### TASK GOAL
What you return should be the entries, unchanged, without their pictures.

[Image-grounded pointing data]

++++++++++

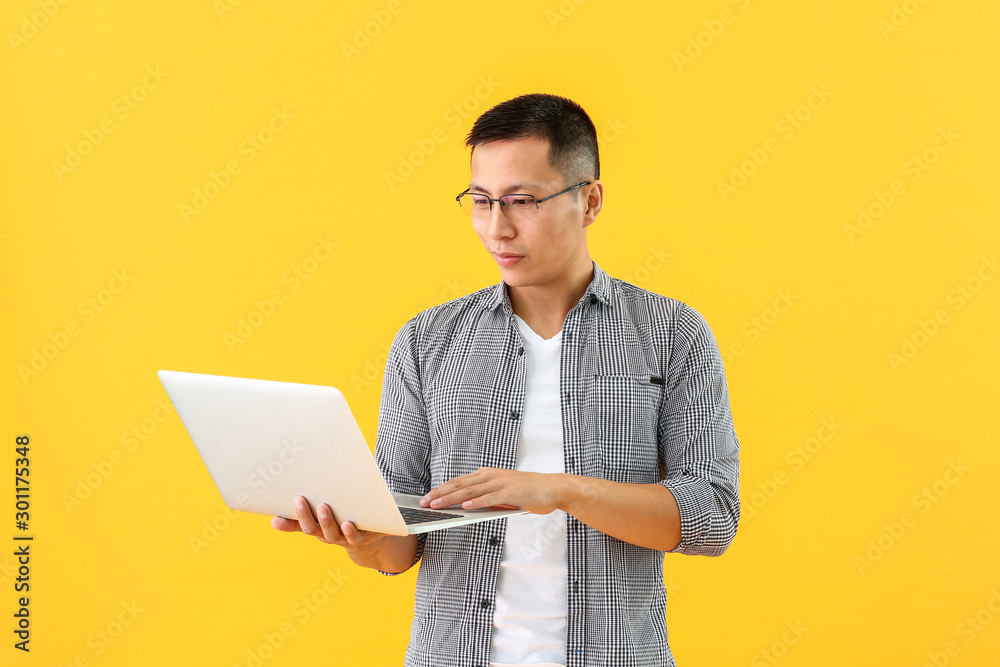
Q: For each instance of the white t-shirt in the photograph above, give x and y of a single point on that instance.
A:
(529, 621)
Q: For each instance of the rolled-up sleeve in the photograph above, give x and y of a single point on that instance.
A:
(698, 443)
(402, 444)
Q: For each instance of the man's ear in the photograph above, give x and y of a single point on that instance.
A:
(593, 202)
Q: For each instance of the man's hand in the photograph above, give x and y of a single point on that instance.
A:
(537, 492)
(366, 548)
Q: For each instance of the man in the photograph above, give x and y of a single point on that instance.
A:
(600, 407)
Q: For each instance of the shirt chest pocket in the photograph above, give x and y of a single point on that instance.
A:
(623, 412)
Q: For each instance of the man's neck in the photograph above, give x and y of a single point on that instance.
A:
(544, 307)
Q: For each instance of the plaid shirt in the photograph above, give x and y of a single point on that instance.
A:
(644, 400)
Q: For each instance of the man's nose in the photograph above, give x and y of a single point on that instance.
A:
(499, 224)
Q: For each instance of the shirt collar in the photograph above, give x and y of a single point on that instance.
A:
(599, 289)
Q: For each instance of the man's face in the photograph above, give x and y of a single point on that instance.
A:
(554, 241)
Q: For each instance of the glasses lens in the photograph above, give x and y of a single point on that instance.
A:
(477, 206)
(519, 206)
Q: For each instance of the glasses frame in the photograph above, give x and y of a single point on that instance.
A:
(503, 210)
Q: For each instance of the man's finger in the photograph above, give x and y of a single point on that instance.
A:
(331, 531)
(352, 534)
(286, 525)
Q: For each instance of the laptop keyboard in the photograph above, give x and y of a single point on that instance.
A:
(411, 515)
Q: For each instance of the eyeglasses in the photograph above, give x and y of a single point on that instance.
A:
(518, 206)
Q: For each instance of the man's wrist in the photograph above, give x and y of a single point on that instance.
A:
(574, 490)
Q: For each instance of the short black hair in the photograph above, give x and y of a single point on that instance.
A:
(571, 134)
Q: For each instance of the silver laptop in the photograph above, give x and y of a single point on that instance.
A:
(266, 442)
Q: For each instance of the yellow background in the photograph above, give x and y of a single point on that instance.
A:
(670, 131)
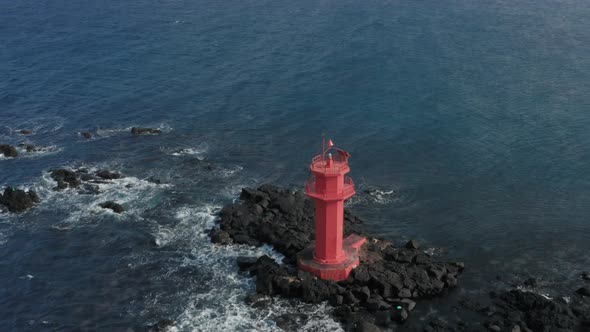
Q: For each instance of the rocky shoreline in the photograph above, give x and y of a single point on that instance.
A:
(381, 293)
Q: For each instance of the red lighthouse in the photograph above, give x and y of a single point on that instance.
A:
(332, 257)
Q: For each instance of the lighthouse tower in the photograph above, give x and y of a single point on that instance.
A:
(332, 256)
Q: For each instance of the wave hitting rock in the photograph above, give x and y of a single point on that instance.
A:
(382, 289)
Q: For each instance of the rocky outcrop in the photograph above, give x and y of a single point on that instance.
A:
(161, 326)
(145, 131)
(386, 284)
(104, 174)
(518, 310)
(66, 178)
(8, 151)
(115, 207)
(82, 179)
(17, 200)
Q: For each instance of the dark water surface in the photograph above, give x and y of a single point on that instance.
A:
(469, 121)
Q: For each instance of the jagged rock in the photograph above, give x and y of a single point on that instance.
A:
(584, 291)
(17, 200)
(8, 150)
(258, 300)
(412, 244)
(286, 220)
(531, 282)
(221, 237)
(107, 175)
(162, 326)
(529, 310)
(367, 327)
(399, 314)
(291, 322)
(117, 208)
(65, 178)
(244, 263)
(145, 131)
(89, 189)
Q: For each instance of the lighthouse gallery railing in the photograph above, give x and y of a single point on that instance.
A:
(310, 187)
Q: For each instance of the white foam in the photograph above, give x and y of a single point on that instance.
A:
(40, 152)
(381, 196)
(129, 191)
(222, 308)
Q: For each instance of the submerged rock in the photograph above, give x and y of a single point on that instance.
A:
(584, 291)
(17, 200)
(162, 326)
(145, 131)
(65, 178)
(8, 151)
(117, 208)
(108, 175)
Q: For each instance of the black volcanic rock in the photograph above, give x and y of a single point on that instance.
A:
(117, 208)
(108, 175)
(518, 310)
(584, 291)
(161, 326)
(65, 178)
(386, 279)
(17, 201)
(8, 151)
(145, 131)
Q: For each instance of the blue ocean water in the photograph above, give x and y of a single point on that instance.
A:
(468, 123)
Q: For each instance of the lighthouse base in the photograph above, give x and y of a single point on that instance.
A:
(338, 271)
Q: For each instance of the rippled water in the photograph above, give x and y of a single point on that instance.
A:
(468, 123)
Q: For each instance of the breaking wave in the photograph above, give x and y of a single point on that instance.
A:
(222, 307)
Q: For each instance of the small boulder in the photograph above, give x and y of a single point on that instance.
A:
(367, 327)
(145, 131)
(399, 314)
(531, 282)
(412, 244)
(8, 150)
(258, 300)
(107, 175)
(17, 201)
(65, 178)
(30, 147)
(117, 208)
(245, 262)
(162, 326)
(221, 237)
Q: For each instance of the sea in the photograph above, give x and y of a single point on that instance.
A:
(468, 123)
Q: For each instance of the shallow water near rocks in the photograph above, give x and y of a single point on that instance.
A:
(472, 115)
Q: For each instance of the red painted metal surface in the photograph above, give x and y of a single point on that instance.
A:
(332, 257)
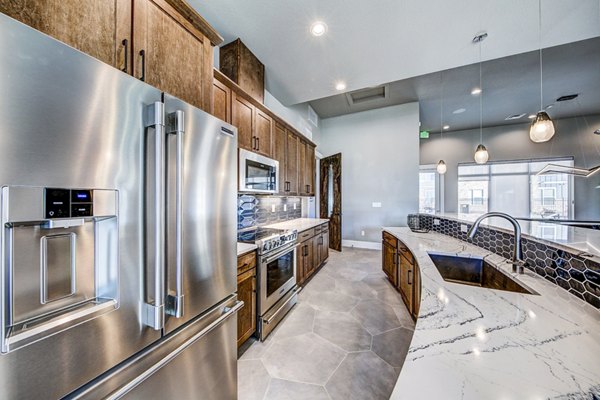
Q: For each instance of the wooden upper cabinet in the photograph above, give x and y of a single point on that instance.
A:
(242, 117)
(279, 149)
(221, 101)
(98, 28)
(263, 134)
(171, 54)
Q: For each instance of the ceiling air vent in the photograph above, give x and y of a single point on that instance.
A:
(367, 95)
(514, 116)
(568, 97)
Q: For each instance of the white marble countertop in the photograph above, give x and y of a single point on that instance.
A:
(300, 224)
(478, 343)
(244, 248)
(576, 240)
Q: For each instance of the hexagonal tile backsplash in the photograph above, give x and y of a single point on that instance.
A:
(574, 273)
(258, 210)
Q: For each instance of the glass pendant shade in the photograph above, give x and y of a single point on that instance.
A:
(441, 168)
(481, 155)
(542, 128)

++++++++++

### PROBLEM SOLUTION
Q: For each instance of the white t-shirt in the photograph above, give x and y of a single point on that instance.
A:
(529, 621)
Q: For each instance of the rolled-up sleeve in the photograph above, give x and y of a single point on that instance.
A:
(698, 443)
(402, 444)
Q: For each instance of the man's ear in the photograph above, give x and y of a single point on that instance.
A:
(593, 202)
Q: For each instance of the man's hand in the photograph above, give x and y of a single point on that instance.
A:
(537, 492)
(366, 548)
Q: For each instance of the man in the photograph above, give x and y of a single point on that instance.
A:
(600, 407)
Q: For each instance of the shirt chest pocket in the photograph above, give x and y of a single point on that instance.
A:
(623, 412)
Q: For each instance of the man's neck in the photograph above, give x and y of a single point on that instance.
A:
(544, 307)
Q: For each instance of the plaid shirt in the photograph above, give x and y of a single point on that instance.
A:
(644, 400)
Q: For each instance of the man's nose in the photograph above, give x and y of a single point on that instance.
A:
(499, 224)
Q: For each instance of the shirt collar in the photograph above, give x and y of a single point on that instance.
A:
(599, 289)
Q: For each instance of the man's face in the photograph above, give x and y of a single point on that instance.
A:
(554, 241)
Q: For each instance of the glasses lens in the photograph above, give x and y of a single point on that instance.
A:
(477, 206)
(519, 206)
Q: For each instance of the glasses frame in the photograph above, give x and y of a single point on that instance.
A:
(503, 210)
Q: For each instance of the man's finger in the photograph above, give x and y of a single point on that instance.
A:
(331, 531)
(352, 534)
(286, 525)
Q: For each instance of the laptop keyboard in the photograph above, give x and y of a single point on that instance.
A:
(411, 515)
Q: For each instance of the eyeglasses in the photograph above, give x and y of a single point on that instance.
A:
(518, 206)
Q: For each instance of the man's wrist in the photograph above, give x and y of a single point on that instance.
A:
(574, 490)
Q: For each instance of the short black hair in the photograph above, give x and y of a single point on that instance.
A:
(571, 134)
Q: For each instance of the silver laptop in the photograph above, give x and y of a single point on that instance.
A:
(266, 442)
Q: For each instance of the yellow background in the photograph above, give x and y of a single point on that instance.
A:
(670, 131)
Q: For each instance of the rocky shoreline in the photograph above, give x and y of a single point on that instance.
A:
(381, 293)
Q: For each instance of the red lighthouse in the photograph above, give x and y of a single point on that instance.
A:
(332, 257)
Q: For each instance of the lighthouse tower in the photograph above, give x and y of a single point on that instance.
A:
(332, 256)
Q: For each instance of the wave hitting rock in the photograph above, give x and y of a single point on that instance.
A:
(382, 289)
Q: For each instance of the rocky outcrop in the photograph above, give x and y of a single point on that instance.
A:
(161, 326)
(145, 131)
(386, 284)
(104, 174)
(518, 310)
(66, 178)
(8, 151)
(115, 207)
(82, 179)
(17, 200)
Q: For each instance of the dark water surface in the photograph above, give x and y of a single point on that instance.
A:
(469, 121)
Q: For each instance of the jagged rock in the photograph above, give x and y of a single point on that instance.
A:
(584, 291)
(17, 200)
(8, 150)
(258, 300)
(412, 244)
(286, 220)
(531, 282)
(221, 237)
(107, 175)
(162, 326)
(529, 310)
(367, 327)
(399, 314)
(291, 322)
(117, 208)
(65, 178)
(244, 263)
(145, 131)
(89, 189)
Q: For each instance of the lighthouse gallery railing in the photograph above, give x and y of a single point on that instance.
A:
(310, 187)
Q: For each instance of the white foam in the photograph above, give x and y of a single point on that instance.
A:
(40, 152)
(381, 196)
(129, 191)
(222, 308)
Q: For each instance of the submerged rock in the photograph above, give x and y of a single point on that instance.
A:
(584, 291)
(17, 200)
(162, 326)
(145, 131)
(65, 178)
(8, 151)
(117, 208)
(108, 175)
Q: For each instance of the black volcanic rock in the photograph above, give x and y of a single point on that instance.
A:
(117, 208)
(108, 175)
(518, 310)
(584, 291)
(161, 326)
(65, 178)
(386, 279)
(17, 201)
(8, 151)
(145, 131)
Q: For each instance of the blue ocean water in the photograph above, give x and y of a single point on that instance.
A:
(468, 123)
Q: For each instance of the lighthouse base in the photograph above, give x and y of a single point on that instance.
A:
(338, 271)
Q: For each instance of the rippled water in the photograph above, give x and y of a single point on that instance.
A:
(468, 123)
Q: For each instance of the breaking wave in the photograph above, give x and y of a single point on that instance.
A:
(222, 307)
Q: For each instance of the small boulder in the photograph above, give x and y of a single point on that instance.
A:
(367, 327)
(145, 131)
(399, 314)
(531, 282)
(412, 244)
(8, 150)
(258, 300)
(107, 175)
(17, 201)
(65, 178)
(30, 147)
(117, 208)
(245, 262)
(162, 326)
(221, 237)
Q: For each instance of the sea in the photograph above, give x and y of a single point on that instance.
A:
(468, 123)
Q: For each instance of the shallow water near rocks in the photograph above, give x and y of a single point on that instance.
A:
(472, 115)
Q: For each instance of the red painted metal surface in the photograph above, give x and y of a single point on that instance.
A:
(332, 257)
Q: For each instance of the wooden upper cabinet in the photograph above, give x and y of a single point on that instance.
A:
(242, 117)
(279, 149)
(221, 101)
(98, 28)
(263, 134)
(171, 54)
Q: For each instance of the ceiling air vent in the photograph above, give x and y of a single point on that instance.
A:
(367, 95)
(514, 116)
(568, 97)
Q: For each instance of the white marble countertop in the photograph above, give x and y of a single point on that instance.
A:
(300, 224)
(478, 343)
(244, 248)
(576, 240)
Q: For each instance of the hexagonal tile backsplash in the photograph above, give x and y of a single point on that instance.
A:
(574, 273)
(258, 210)
Q: For each instance of the glass pendant shade in the photograph above, give x and y of a single point on that instance.
A:
(441, 168)
(481, 155)
(542, 128)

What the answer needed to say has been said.